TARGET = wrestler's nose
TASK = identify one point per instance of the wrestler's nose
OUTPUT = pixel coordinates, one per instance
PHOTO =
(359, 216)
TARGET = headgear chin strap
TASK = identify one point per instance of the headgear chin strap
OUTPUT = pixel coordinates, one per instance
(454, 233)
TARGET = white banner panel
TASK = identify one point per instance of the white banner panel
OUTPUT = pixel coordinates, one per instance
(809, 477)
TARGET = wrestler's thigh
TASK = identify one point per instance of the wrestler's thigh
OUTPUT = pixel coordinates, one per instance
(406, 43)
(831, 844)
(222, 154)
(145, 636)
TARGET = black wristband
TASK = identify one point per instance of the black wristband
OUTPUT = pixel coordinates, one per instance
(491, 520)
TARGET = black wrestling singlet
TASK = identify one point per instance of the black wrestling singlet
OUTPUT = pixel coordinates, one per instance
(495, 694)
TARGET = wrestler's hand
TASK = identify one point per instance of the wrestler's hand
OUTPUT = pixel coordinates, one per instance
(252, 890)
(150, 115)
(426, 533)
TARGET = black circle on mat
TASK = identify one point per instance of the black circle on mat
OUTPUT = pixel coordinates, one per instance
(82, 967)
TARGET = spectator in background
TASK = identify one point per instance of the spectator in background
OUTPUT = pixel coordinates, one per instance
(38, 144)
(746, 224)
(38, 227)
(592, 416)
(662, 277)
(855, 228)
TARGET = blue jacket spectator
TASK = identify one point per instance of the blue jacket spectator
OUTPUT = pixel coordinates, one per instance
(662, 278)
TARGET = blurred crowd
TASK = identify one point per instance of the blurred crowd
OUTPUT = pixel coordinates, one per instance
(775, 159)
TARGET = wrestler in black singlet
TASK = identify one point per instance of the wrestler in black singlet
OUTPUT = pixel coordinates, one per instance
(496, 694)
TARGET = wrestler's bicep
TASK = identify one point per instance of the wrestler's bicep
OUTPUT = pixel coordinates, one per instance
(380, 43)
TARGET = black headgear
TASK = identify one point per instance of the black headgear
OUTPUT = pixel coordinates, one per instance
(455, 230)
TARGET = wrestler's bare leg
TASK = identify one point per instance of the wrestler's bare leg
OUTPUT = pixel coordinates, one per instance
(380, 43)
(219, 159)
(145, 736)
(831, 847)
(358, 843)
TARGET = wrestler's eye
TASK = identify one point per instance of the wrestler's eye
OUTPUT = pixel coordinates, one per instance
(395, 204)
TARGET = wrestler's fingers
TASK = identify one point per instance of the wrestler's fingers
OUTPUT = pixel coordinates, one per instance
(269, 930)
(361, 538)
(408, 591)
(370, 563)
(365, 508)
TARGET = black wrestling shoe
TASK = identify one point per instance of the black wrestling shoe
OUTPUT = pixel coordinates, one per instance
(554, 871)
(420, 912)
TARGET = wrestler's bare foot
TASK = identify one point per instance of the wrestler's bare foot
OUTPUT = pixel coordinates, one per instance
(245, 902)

● **DIRECTIONS**
Reproduce every line of the data, not only the answers, starting with the line that contains "TARGET = black wrestling shoe" and continuing through the final line of the data, both ends included. Scale each answer coordinate by 2.45 and round it to a whole number, with halves rounded up.

● **TASK ANSWER**
TARGET = black wrestling shoe
TASK = identify one point per instance of the black wrestling shoe
OUTPUT = pixel coordinates, one per instance
(1357, 2134)
(1029, 2234)
TARGET = wrestler's bare foot
TASK = identify one point per instance of the wrestler's bare foot
OUTPUT = pixel coordinates, one per instance
(600, 2210)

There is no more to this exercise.